What the task requires: Leaving the pictures aside, transcribe the data below exactly.

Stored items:
· · · ·
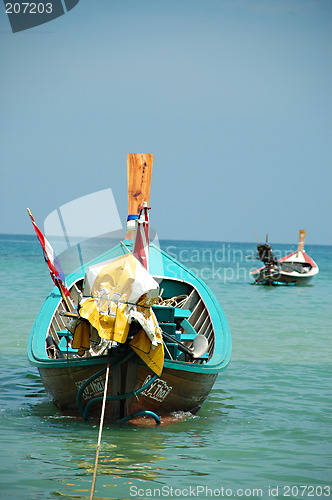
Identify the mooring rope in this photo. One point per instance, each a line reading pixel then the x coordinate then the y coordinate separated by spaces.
pixel 100 426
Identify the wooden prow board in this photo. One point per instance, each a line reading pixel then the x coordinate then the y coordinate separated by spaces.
pixel 139 170
pixel 300 246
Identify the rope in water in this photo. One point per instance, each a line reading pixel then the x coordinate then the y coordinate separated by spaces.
pixel 100 427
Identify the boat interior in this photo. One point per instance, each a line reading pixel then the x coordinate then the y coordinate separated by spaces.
pixel 181 313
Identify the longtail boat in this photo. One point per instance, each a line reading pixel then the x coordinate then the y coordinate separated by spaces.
pixel 294 268
pixel 135 310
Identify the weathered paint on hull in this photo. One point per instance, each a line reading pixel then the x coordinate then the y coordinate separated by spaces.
pixel 176 390
pixel 281 278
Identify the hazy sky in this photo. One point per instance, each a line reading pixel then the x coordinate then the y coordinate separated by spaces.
pixel 233 98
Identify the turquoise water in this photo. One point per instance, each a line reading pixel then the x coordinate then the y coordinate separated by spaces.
pixel 264 432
· · · ·
Response box:
Identify the mooring rope in this photo. One point per instance, each a line reading pixel then the x coordinate then the y coordinate separated by spaces.
pixel 100 426
Identify the wooden prow board in this photo. One point per instance, each a line reading pixel then the x coordinate then the y coordinate separated by spaces.
pixel 139 170
pixel 300 246
Identify the rope in water in this photo. One point per instance, each a line reading pixel then the x coordinate then the y coordinate separated by spaces.
pixel 100 427
Identify the boat interior in this photo. One point per instance, each a line reading pixel then the x coordinate then the y coordinate separated by spaces.
pixel 181 313
Identify the longtail boat in this photo. One point per instance, each a line reading pixel then the x coordinate then the y coordinate separated by spaces.
pixel 294 268
pixel 135 310
Identify the weathered paint on hull in this photo. One point per instance, each a line reading pixel then the x coordinate then the y coordinate separated by spaces.
pixel 176 390
pixel 281 278
Identify the hazy sky in this photo. One point per instance, each a line reading pixel then the x coordinate then the y coordinate separated by spaces.
pixel 233 98
Identify the turquoise water in this photo. One point per instance, each a line reading pixel then the x coordinate then the y coordinate separated by spaces.
pixel 264 432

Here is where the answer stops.